#### [布置任务]
把下面材料中从含有“colorful ribbon bow”的那一行起，到含有“[822,625,849,685]”的那一行为止（首尾两行都算在内）的各行排成编号列表，只列这些行，略去空行。

#### [材料]
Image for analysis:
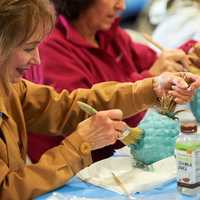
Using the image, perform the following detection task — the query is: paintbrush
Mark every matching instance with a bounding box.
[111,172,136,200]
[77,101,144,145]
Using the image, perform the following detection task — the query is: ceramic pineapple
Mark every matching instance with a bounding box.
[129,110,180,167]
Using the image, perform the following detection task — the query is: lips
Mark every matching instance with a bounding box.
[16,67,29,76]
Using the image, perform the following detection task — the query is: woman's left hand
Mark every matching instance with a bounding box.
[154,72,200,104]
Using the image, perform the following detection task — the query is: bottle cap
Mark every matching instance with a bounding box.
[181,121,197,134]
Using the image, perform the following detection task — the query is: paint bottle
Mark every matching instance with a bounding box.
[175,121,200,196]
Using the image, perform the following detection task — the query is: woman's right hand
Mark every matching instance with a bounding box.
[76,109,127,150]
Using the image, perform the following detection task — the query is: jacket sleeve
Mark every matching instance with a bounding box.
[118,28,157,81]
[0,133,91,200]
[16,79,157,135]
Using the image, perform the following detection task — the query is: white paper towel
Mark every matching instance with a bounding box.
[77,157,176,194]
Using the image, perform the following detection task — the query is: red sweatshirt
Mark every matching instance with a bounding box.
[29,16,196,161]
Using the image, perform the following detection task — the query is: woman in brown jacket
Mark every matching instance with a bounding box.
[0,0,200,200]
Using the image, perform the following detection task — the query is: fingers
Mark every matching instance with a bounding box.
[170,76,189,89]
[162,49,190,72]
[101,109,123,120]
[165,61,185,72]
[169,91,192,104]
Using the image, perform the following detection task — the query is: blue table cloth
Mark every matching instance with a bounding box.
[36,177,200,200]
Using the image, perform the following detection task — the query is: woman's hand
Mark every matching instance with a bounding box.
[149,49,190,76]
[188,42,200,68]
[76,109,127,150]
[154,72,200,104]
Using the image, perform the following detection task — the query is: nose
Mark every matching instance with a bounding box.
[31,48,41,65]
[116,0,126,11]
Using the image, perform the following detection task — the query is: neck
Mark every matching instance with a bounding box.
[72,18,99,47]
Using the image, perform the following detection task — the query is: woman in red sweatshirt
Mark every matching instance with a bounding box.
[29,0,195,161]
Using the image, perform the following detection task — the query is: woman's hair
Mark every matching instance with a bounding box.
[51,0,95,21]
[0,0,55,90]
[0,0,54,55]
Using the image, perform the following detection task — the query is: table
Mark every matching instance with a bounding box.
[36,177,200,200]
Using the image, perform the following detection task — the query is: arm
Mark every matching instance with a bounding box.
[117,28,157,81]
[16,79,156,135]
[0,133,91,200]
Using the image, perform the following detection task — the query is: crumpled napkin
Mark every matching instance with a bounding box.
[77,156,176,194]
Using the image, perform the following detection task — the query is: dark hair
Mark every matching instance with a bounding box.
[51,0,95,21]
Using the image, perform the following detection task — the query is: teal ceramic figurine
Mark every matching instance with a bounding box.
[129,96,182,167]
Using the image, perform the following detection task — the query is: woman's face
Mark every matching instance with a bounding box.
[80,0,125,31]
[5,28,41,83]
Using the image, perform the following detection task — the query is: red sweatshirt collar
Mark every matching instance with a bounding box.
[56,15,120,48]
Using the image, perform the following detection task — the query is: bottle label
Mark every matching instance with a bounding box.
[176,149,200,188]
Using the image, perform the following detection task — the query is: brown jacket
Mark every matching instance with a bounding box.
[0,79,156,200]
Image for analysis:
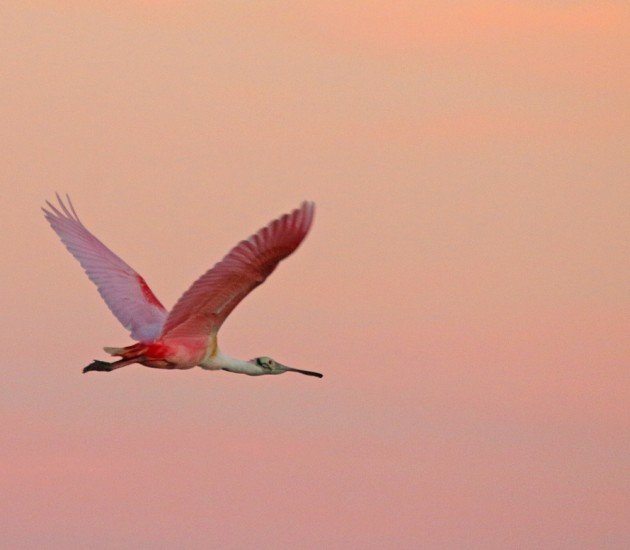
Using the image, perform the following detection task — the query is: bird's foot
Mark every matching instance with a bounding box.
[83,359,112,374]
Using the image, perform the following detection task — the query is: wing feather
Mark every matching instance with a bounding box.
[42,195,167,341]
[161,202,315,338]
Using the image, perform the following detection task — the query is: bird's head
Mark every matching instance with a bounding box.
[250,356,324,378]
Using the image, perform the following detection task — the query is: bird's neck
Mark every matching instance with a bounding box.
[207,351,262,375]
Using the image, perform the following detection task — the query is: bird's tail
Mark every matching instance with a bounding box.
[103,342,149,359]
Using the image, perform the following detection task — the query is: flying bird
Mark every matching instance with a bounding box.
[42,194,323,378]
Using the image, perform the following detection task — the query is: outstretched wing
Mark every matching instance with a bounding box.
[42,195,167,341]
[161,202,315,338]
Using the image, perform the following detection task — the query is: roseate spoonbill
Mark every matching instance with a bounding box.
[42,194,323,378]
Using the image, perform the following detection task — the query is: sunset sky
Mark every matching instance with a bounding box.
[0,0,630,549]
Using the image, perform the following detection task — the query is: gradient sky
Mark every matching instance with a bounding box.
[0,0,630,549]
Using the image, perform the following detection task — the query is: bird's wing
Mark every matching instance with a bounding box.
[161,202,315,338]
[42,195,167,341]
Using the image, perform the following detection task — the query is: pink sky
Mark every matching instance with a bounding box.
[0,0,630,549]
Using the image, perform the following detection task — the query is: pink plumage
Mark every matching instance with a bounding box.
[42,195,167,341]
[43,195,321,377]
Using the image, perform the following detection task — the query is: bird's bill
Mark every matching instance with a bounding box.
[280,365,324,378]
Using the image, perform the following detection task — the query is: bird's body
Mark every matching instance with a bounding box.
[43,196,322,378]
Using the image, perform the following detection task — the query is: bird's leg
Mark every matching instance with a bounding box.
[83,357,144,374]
...
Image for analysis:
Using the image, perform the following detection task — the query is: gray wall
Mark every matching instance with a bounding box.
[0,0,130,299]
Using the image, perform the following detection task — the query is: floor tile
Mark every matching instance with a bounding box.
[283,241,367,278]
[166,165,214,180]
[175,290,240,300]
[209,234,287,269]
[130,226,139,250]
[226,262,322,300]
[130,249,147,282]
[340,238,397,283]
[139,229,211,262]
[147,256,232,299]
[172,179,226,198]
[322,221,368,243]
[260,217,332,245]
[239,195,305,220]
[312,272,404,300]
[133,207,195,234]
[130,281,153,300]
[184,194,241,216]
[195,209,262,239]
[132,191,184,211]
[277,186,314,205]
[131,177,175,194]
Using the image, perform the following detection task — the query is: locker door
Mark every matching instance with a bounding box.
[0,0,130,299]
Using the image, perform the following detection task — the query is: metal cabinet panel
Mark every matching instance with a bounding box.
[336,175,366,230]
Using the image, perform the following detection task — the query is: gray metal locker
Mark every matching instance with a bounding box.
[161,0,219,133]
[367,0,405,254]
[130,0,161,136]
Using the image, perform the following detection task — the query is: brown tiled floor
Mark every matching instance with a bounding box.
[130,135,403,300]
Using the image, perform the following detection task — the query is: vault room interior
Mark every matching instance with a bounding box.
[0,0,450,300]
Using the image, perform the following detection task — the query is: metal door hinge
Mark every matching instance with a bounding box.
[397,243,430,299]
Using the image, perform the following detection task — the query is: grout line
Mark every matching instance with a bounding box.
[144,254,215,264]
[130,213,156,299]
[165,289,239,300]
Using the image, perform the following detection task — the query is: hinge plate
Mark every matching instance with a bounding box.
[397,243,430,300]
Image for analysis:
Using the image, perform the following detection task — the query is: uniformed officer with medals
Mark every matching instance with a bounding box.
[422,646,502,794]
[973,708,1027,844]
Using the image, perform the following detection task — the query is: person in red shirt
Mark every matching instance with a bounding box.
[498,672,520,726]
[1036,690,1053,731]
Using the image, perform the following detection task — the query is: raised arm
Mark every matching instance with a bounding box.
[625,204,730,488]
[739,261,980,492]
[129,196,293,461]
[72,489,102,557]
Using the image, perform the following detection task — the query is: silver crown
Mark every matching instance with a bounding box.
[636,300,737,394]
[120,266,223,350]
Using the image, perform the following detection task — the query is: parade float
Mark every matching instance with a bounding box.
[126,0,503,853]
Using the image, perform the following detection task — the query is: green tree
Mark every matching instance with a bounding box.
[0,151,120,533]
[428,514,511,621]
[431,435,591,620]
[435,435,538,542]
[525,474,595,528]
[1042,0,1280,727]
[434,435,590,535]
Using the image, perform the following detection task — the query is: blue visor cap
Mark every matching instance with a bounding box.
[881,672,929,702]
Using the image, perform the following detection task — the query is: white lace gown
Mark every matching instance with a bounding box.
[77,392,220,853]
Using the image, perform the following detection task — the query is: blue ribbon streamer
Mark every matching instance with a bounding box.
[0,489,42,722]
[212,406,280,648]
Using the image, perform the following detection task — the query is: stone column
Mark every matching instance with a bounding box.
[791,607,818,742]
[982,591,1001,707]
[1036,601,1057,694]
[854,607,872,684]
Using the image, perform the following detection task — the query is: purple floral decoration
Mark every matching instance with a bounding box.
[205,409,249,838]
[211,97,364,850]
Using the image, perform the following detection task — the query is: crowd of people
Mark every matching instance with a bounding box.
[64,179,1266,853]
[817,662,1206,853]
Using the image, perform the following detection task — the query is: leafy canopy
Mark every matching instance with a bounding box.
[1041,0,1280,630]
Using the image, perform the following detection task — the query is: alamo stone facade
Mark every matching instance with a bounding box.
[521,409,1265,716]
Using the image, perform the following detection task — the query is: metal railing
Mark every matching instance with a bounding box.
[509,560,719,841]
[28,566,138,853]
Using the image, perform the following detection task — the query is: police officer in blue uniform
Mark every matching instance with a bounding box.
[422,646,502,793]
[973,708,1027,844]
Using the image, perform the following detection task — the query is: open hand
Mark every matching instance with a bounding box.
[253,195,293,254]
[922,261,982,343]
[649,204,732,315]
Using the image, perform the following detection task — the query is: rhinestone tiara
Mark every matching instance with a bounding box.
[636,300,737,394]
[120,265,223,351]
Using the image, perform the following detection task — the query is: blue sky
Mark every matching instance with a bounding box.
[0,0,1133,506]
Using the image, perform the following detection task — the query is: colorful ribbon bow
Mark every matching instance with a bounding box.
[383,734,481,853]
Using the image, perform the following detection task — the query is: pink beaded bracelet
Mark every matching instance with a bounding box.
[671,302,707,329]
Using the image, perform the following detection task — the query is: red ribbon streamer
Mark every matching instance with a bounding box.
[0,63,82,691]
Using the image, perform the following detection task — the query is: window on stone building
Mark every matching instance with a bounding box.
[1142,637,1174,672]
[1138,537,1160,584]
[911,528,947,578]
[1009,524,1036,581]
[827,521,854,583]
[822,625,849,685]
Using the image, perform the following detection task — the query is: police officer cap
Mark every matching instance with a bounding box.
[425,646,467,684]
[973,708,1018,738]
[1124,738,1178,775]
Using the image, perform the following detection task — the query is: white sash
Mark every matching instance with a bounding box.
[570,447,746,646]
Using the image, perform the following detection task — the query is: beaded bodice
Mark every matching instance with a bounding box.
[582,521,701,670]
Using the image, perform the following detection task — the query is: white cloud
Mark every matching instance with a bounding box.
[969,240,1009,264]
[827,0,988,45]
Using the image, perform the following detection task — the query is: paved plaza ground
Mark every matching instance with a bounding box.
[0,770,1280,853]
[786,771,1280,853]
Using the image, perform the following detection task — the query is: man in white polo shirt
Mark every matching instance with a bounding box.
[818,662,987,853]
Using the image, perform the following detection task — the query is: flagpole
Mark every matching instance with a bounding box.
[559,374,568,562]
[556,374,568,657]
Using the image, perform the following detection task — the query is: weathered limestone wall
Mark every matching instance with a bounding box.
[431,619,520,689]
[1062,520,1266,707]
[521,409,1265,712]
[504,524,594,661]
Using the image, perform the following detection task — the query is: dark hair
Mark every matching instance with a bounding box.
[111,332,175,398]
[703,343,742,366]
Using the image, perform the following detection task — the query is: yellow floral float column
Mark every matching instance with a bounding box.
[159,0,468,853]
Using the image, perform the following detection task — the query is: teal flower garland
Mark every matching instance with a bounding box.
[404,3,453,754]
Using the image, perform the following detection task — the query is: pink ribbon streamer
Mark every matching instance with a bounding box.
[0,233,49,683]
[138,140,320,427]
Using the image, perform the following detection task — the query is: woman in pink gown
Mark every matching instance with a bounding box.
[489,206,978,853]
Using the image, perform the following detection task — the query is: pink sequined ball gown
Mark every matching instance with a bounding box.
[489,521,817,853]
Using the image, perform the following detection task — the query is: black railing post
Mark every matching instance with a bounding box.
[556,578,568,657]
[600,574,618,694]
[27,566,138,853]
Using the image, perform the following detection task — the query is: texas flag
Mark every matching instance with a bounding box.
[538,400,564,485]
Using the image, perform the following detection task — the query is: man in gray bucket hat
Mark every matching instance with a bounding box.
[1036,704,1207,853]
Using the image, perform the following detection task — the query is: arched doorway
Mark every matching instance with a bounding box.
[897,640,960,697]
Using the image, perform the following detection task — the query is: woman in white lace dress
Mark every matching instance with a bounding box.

#### [例题解答]
1. Using the image, perform the following detection task — the query is: colorful ribbon bow
2. Mark every matching instance with a bounding box.
3. [383,734,481,853]
4. Using the image, perform the following detection task — the query is: pink beaded bracelet
5. Mark every matching instance with a bounding box.
6. [671,302,707,329]
7. Using the image, perform the following detection task — the query is: red ribbon streamer
8. Mark every matching instance with a bounding box.
9. [0,63,82,691]
10. Using the image, perform the following detection task — the query is: window on stone building
11. Mark every matching instance with a bounding box.
12. [1142,637,1174,672]
13. [1138,537,1160,584]
14. [911,528,947,578]
15. [1009,524,1036,581]
16. [827,521,854,583]
17. [822,625,849,685]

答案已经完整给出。